-- START OF EXTRACT PROVIDED --

The corresponding uracil analogues 14 and 15 were prepared by hydrolysis of the afore-mentioned adducts 9 and 10.⁵ When the isomeric mixture of 14 and 15 was subjected to FVP (500 ^o C, 0.001 mbar) two products were formed: 1,3-dihydro-1,3-diazaanthracene-2,4-dione 17 as the major product and diazadibenzobarrelene 16 as the minor product in a 3:2 ratio (Scheme 4). Two doublets at d 4.87 (J= 5.7 Hz) and 5.23 ppm (J= 5.7 Hz) were assigned to the bridgehead protons H10 and H9 of uracilobenzobarrelene 16. The vinyl proton signals in all dibenzobarrelenes studied herein have overlapped with the aromatic protons thereby preventing their use as an indicator of barrelene formation using ¹H NMR as the reaction monitor.

-- END OF EXTRACT PROVIDED --

THE EXERCISE:
Answer the following questions on the excerpt above, one line per answer:
(a) By what reaction were the uracil analogues 14 and 15 prepared, and from which adducts?
(b) Which compound was the major product when the mixture of 14 and 15 underwent FVP, and in what ratio were the two products formed?
(c) Why could the vinyl proton signals not serve as an indicator of barrelene formation in ¹H NMR monitoring?

-- START OF LISTING --

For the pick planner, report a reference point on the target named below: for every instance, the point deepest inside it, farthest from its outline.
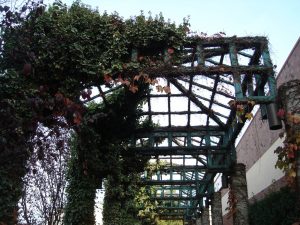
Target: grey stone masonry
(205, 217)
(289, 101)
(216, 209)
(239, 188)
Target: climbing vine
(55, 57)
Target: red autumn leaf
(167, 89)
(127, 82)
(107, 78)
(159, 88)
(281, 113)
(137, 77)
(59, 97)
(170, 50)
(133, 88)
(27, 69)
(154, 81)
(77, 118)
(291, 155)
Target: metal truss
(197, 127)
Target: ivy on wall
(50, 60)
(278, 208)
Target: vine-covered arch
(161, 92)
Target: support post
(199, 221)
(205, 216)
(289, 101)
(216, 209)
(239, 188)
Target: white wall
(261, 175)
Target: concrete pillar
(205, 216)
(198, 221)
(216, 209)
(239, 188)
(289, 101)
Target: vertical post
(216, 209)
(198, 221)
(236, 76)
(200, 55)
(239, 188)
(205, 216)
(289, 100)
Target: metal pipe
(274, 121)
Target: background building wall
(256, 147)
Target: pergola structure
(212, 93)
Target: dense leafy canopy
(51, 58)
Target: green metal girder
(216, 142)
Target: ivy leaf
(249, 116)
(159, 88)
(281, 113)
(107, 78)
(133, 88)
(170, 50)
(292, 173)
(167, 89)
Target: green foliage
(169, 222)
(81, 192)
(278, 208)
(49, 58)
(14, 148)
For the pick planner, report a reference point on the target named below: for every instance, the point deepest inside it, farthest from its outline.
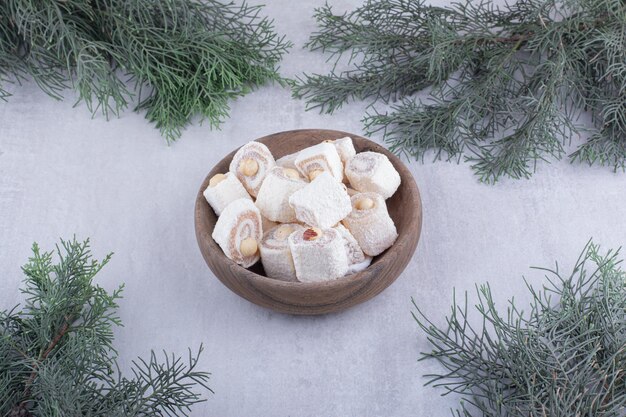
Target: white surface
(62, 173)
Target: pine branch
(175, 59)
(57, 356)
(507, 82)
(565, 357)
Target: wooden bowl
(405, 208)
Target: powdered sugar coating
(225, 192)
(273, 197)
(239, 220)
(262, 156)
(373, 172)
(323, 157)
(373, 228)
(288, 161)
(321, 259)
(353, 250)
(345, 149)
(361, 266)
(322, 203)
(276, 252)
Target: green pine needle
(506, 82)
(564, 357)
(175, 59)
(57, 356)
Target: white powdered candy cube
(370, 223)
(276, 253)
(250, 164)
(322, 203)
(318, 254)
(288, 161)
(361, 266)
(345, 149)
(238, 231)
(319, 158)
(373, 172)
(267, 223)
(353, 250)
(223, 189)
(273, 197)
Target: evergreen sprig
(507, 83)
(175, 59)
(565, 357)
(57, 356)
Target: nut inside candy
(248, 247)
(311, 233)
(364, 204)
(283, 232)
(315, 173)
(216, 179)
(291, 173)
(248, 167)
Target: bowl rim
(404, 236)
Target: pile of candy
(322, 209)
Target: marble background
(64, 173)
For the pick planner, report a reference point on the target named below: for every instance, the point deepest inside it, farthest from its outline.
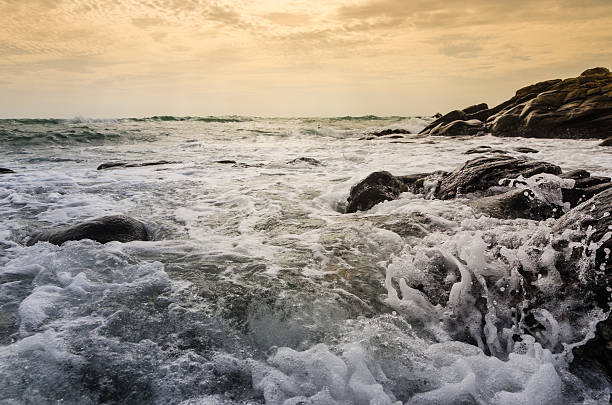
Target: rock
(458, 128)
(575, 196)
(524, 149)
(110, 165)
(475, 108)
(391, 132)
(119, 228)
(519, 203)
(575, 174)
(484, 149)
(445, 119)
(606, 142)
(376, 188)
(578, 107)
(590, 181)
(310, 161)
(591, 273)
(484, 172)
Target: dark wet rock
(458, 128)
(376, 188)
(119, 228)
(475, 108)
(110, 165)
(484, 172)
(524, 149)
(519, 203)
(575, 196)
(393, 131)
(578, 107)
(445, 119)
(590, 181)
(575, 174)
(590, 274)
(310, 161)
(483, 149)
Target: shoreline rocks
(576, 108)
(120, 228)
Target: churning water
(256, 288)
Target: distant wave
(233, 118)
(367, 118)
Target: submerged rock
(110, 165)
(119, 228)
(484, 149)
(376, 188)
(524, 149)
(393, 131)
(589, 271)
(310, 161)
(518, 203)
(458, 128)
(484, 172)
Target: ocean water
(256, 288)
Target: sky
(133, 58)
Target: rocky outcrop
(589, 270)
(111, 165)
(517, 203)
(376, 188)
(119, 228)
(578, 107)
(484, 172)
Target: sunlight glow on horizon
(98, 58)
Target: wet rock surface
(376, 188)
(518, 203)
(481, 173)
(119, 228)
(391, 131)
(306, 160)
(578, 107)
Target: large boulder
(458, 128)
(484, 172)
(119, 228)
(583, 236)
(517, 203)
(376, 188)
(578, 107)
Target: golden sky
(122, 58)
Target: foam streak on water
(256, 289)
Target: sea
(256, 287)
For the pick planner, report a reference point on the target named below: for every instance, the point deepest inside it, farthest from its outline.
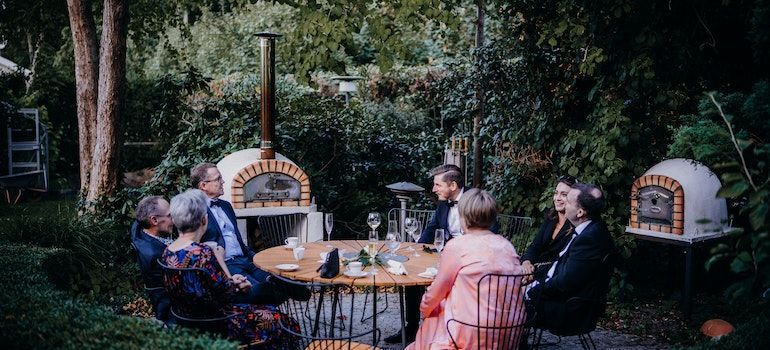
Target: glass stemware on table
(438, 242)
(412, 226)
(328, 224)
(393, 239)
(374, 221)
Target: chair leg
(366, 301)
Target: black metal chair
(193, 302)
(501, 316)
(322, 318)
(275, 228)
(587, 312)
(423, 216)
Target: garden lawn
(34, 315)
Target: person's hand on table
(241, 282)
(527, 267)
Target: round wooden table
(269, 258)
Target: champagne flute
(371, 246)
(373, 220)
(393, 238)
(412, 226)
(328, 224)
(438, 241)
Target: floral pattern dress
(251, 323)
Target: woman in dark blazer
(554, 233)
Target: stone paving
(388, 322)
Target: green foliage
(744, 168)
(36, 316)
(350, 152)
(93, 258)
(330, 35)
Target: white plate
(426, 275)
(355, 275)
(287, 267)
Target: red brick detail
(678, 209)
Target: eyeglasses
(218, 178)
(567, 179)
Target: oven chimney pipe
(268, 112)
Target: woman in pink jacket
(453, 293)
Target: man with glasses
(223, 231)
(582, 269)
(149, 235)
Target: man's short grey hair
(449, 173)
(199, 172)
(147, 208)
(188, 210)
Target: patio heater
(403, 192)
(347, 85)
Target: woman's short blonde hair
(478, 209)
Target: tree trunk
(100, 73)
(477, 154)
(112, 74)
(86, 65)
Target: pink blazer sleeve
(449, 266)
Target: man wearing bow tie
(448, 185)
(223, 231)
(583, 268)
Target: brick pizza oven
(677, 199)
(265, 187)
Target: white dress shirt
(232, 247)
(578, 230)
(453, 218)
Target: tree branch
(735, 141)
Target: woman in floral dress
(251, 323)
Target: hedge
(34, 315)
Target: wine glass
(393, 238)
(373, 220)
(412, 226)
(438, 241)
(328, 224)
(371, 246)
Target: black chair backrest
(501, 316)
(192, 294)
(326, 319)
(397, 214)
(275, 228)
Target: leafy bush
(94, 258)
(350, 152)
(36, 316)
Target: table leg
(401, 308)
(374, 311)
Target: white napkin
(396, 268)
(429, 273)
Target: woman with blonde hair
(453, 293)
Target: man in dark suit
(153, 221)
(581, 269)
(448, 185)
(223, 230)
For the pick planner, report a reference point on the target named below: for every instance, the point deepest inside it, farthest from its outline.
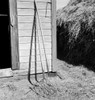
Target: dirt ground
(72, 83)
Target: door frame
(14, 34)
(55, 62)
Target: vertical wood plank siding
(14, 34)
(25, 10)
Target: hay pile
(76, 33)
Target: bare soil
(72, 83)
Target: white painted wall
(61, 3)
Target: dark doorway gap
(5, 40)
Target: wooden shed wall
(25, 10)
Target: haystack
(76, 33)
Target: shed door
(5, 49)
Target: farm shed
(19, 24)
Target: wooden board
(30, 19)
(27, 33)
(23, 40)
(40, 5)
(45, 26)
(30, 12)
(25, 53)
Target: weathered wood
(26, 65)
(27, 33)
(54, 46)
(30, 19)
(26, 59)
(40, 5)
(25, 53)
(47, 39)
(45, 26)
(27, 12)
(27, 46)
(25, 21)
(14, 34)
(36, 0)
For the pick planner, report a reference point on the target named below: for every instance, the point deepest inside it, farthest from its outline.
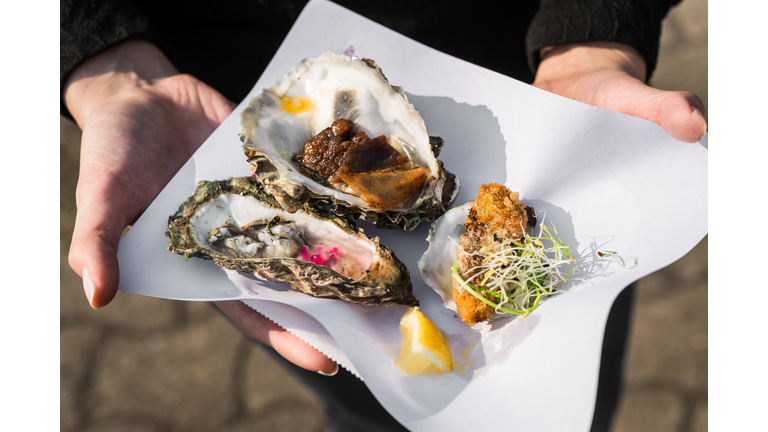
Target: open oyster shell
(278, 123)
(239, 226)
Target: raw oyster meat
(240, 227)
(306, 102)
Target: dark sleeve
(91, 27)
(636, 23)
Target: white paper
(598, 174)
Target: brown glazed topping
(372, 168)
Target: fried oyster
(496, 215)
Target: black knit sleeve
(91, 27)
(636, 23)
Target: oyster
(306, 102)
(239, 226)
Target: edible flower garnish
(322, 255)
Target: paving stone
(699, 419)
(644, 410)
(123, 425)
(665, 344)
(268, 388)
(77, 345)
(183, 376)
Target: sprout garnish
(519, 273)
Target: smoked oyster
(239, 226)
(305, 103)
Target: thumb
(679, 113)
(93, 252)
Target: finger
(681, 115)
(259, 328)
(93, 255)
(102, 214)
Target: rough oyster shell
(328, 88)
(240, 202)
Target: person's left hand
(612, 76)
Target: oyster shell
(278, 123)
(239, 226)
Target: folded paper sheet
(601, 177)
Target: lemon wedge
(425, 349)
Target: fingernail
(332, 373)
(88, 286)
(696, 113)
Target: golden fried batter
(495, 215)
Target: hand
(612, 75)
(141, 121)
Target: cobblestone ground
(145, 364)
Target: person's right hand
(141, 121)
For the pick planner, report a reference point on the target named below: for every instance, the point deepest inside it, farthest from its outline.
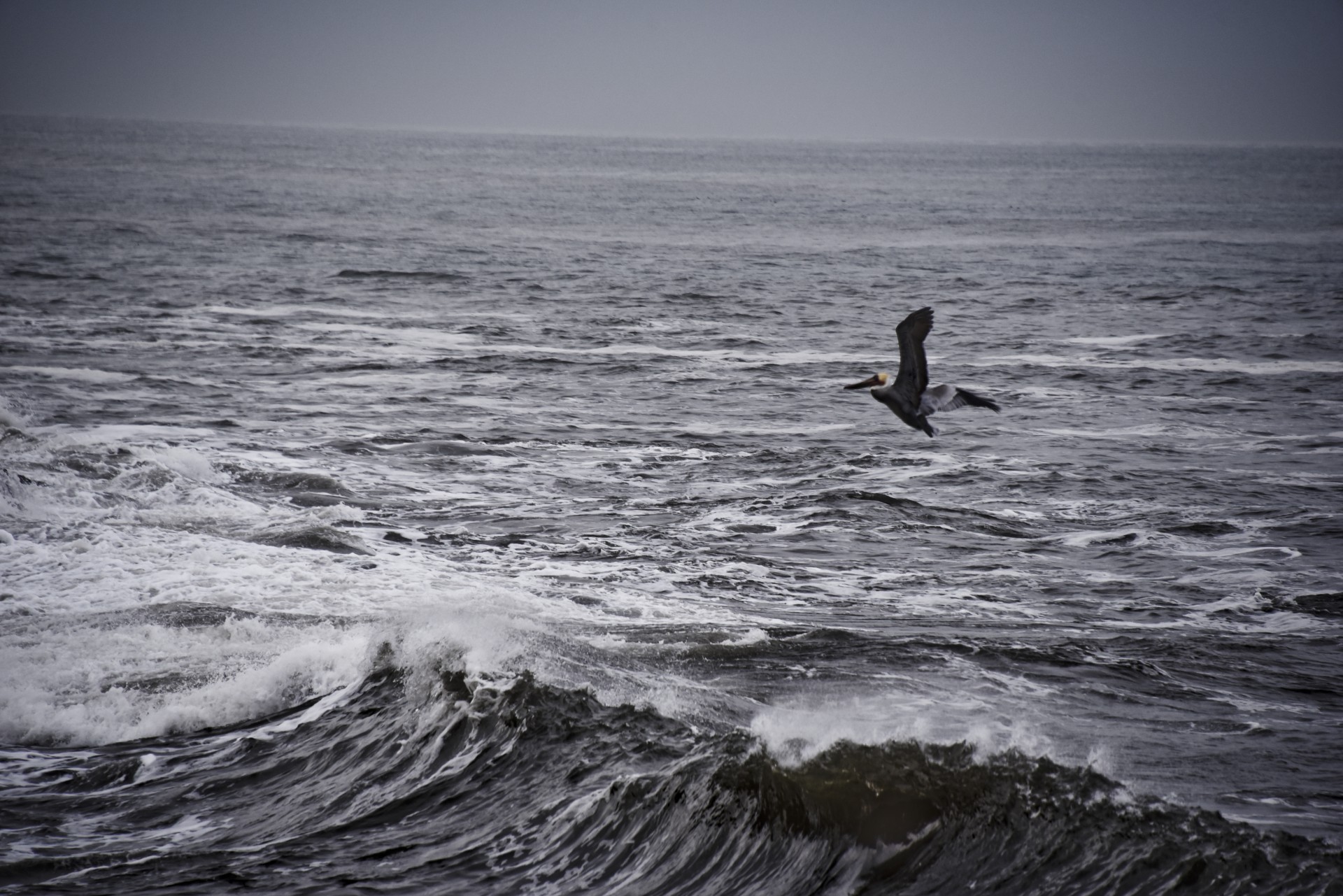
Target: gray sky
(1051, 70)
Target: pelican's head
(874, 381)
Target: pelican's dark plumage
(908, 392)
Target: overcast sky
(1049, 70)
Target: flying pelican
(908, 394)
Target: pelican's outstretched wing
(912, 378)
(948, 398)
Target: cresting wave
(427, 778)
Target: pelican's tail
(975, 401)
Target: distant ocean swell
(433, 781)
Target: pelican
(908, 392)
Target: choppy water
(484, 515)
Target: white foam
(805, 727)
(81, 374)
(1115, 341)
(1205, 364)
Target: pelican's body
(908, 392)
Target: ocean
(394, 512)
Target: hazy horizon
(1039, 73)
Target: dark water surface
(399, 512)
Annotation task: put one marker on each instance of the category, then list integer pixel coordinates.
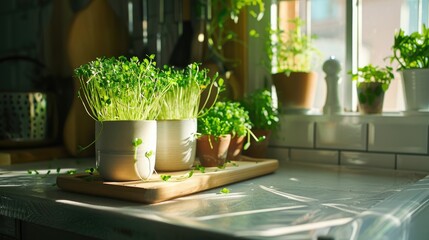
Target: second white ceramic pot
(125, 150)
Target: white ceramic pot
(176, 145)
(117, 158)
(416, 88)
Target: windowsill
(397, 117)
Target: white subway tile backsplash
(366, 159)
(338, 135)
(281, 154)
(399, 138)
(314, 156)
(295, 134)
(413, 162)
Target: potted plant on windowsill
(264, 118)
(372, 83)
(177, 121)
(232, 119)
(214, 136)
(123, 97)
(292, 55)
(411, 53)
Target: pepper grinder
(332, 68)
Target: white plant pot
(416, 88)
(176, 145)
(116, 157)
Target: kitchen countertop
(298, 201)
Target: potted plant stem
(123, 97)
(264, 118)
(177, 121)
(292, 55)
(372, 83)
(411, 53)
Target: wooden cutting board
(156, 190)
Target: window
(371, 24)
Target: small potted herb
(264, 118)
(123, 97)
(240, 128)
(410, 51)
(293, 54)
(372, 83)
(177, 121)
(226, 118)
(214, 136)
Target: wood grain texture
(156, 190)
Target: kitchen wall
(392, 141)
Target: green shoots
(120, 88)
(182, 100)
(136, 143)
(165, 178)
(411, 51)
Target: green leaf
(137, 142)
(165, 177)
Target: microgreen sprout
(165, 177)
(182, 99)
(224, 191)
(71, 172)
(120, 88)
(136, 143)
(91, 171)
(200, 168)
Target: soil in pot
(212, 151)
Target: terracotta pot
(258, 149)
(235, 147)
(116, 157)
(212, 151)
(371, 97)
(176, 145)
(295, 92)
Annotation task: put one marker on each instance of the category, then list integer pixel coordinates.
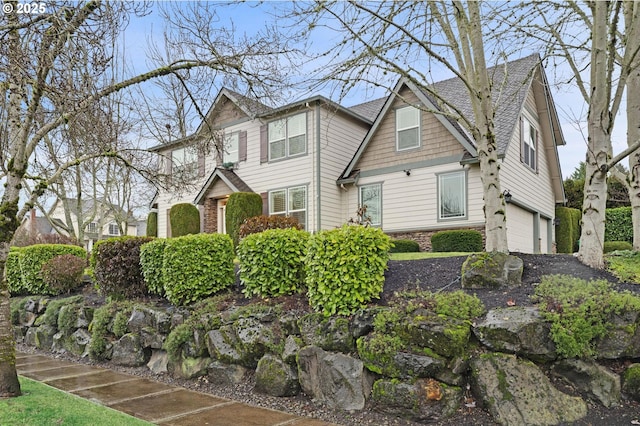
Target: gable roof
(229, 177)
(511, 82)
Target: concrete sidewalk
(150, 400)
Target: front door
(222, 209)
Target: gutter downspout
(318, 183)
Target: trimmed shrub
(151, 259)
(63, 273)
(345, 268)
(463, 240)
(14, 272)
(404, 246)
(261, 223)
(31, 259)
(197, 266)
(241, 206)
(184, 219)
(610, 246)
(618, 225)
(272, 262)
(152, 224)
(116, 267)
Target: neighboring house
(101, 220)
(418, 172)
(290, 155)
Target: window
(114, 229)
(371, 198)
(289, 202)
(452, 195)
(529, 144)
(407, 128)
(288, 137)
(184, 162)
(231, 148)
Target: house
(99, 219)
(418, 172)
(290, 155)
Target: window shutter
(265, 203)
(200, 165)
(264, 144)
(242, 146)
(522, 144)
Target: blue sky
(249, 17)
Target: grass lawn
(43, 405)
(425, 255)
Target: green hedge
(151, 260)
(345, 268)
(568, 230)
(116, 267)
(464, 240)
(184, 219)
(241, 206)
(404, 246)
(272, 262)
(152, 224)
(197, 266)
(30, 260)
(618, 225)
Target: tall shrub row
(116, 266)
(24, 267)
(345, 268)
(272, 262)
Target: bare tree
(604, 62)
(410, 39)
(39, 55)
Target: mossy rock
(631, 382)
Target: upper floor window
(114, 229)
(289, 202)
(231, 148)
(371, 199)
(407, 128)
(288, 137)
(184, 162)
(452, 195)
(529, 146)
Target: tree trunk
(9, 385)
(599, 152)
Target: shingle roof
(369, 109)
(510, 83)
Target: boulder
(492, 270)
(276, 378)
(129, 352)
(631, 382)
(404, 364)
(337, 380)
(331, 334)
(516, 392)
(158, 361)
(426, 400)
(519, 330)
(225, 374)
(588, 377)
(78, 341)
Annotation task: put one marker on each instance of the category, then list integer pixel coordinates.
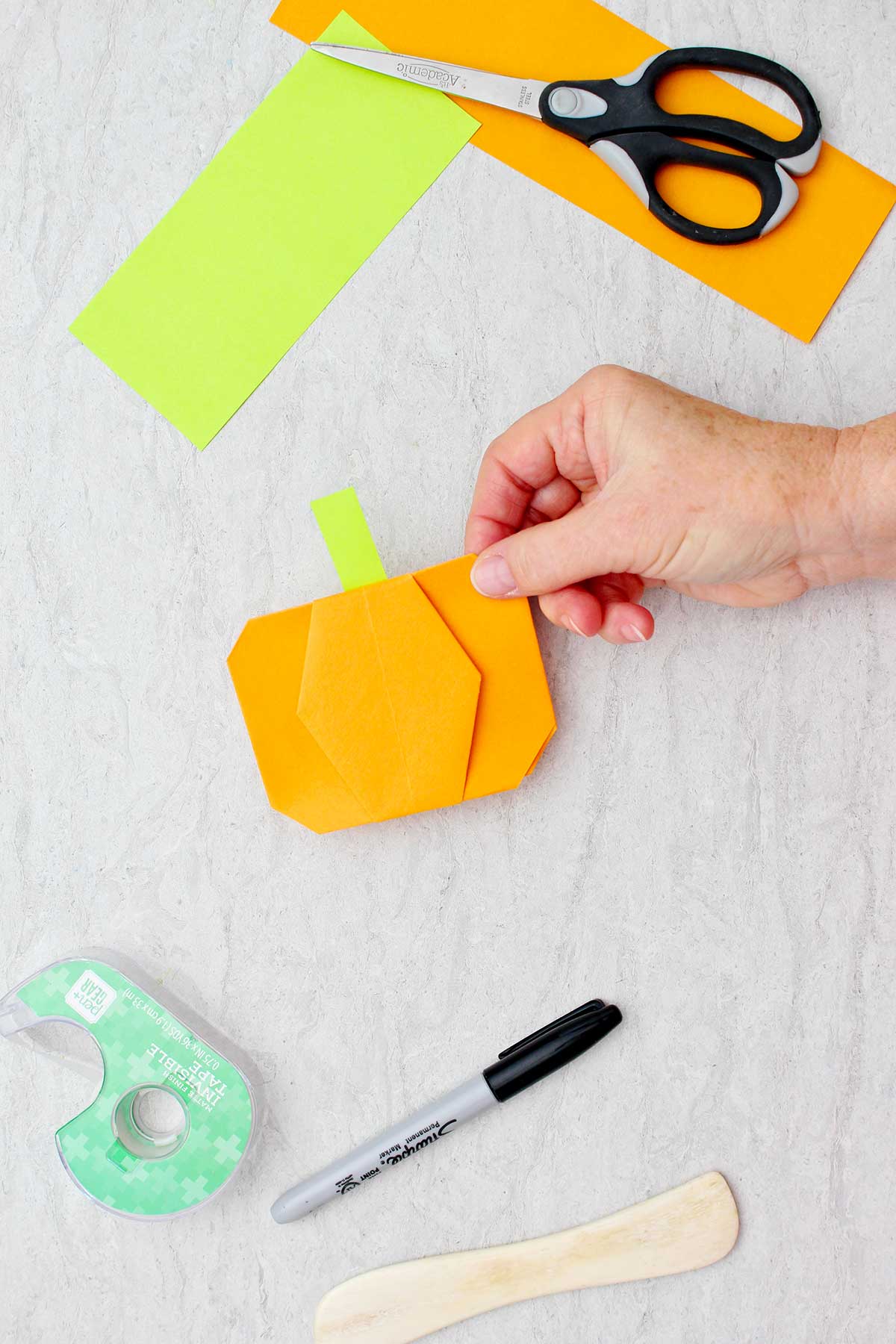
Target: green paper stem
(348, 539)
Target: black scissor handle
(638, 158)
(625, 125)
(630, 105)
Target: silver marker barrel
(422, 1129)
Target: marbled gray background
(709, 840)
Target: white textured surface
(709, 840)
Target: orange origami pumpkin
(394, 697)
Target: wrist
(845, 505)
(862, 495)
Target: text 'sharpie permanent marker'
(516, 1068)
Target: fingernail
(492, 577)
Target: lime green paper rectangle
(348, 539)
(269, 233)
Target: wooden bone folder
(682, 1229)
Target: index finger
(514, 468)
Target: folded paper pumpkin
(394, 697)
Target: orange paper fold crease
(405, 695)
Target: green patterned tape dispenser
(173, 1117)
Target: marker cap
(538, 1055)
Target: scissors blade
(499, 90)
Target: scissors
(625, 125)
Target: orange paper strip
(791, 277)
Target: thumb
(588, 542)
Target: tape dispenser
(173, 1116)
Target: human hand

-- END OF LISTING --

RESULT FOR THIS EXERCISE:
(a) They were prepared by hydrolysis of adducts 9 and 10.
(b) The major product was 1,3-dihydro-1,3-diazaanthracene-2,4-dione 17, and the two products formed in a 3:2 ratio.
(c) The vinyl proton signals overlapped with the aromatic protons.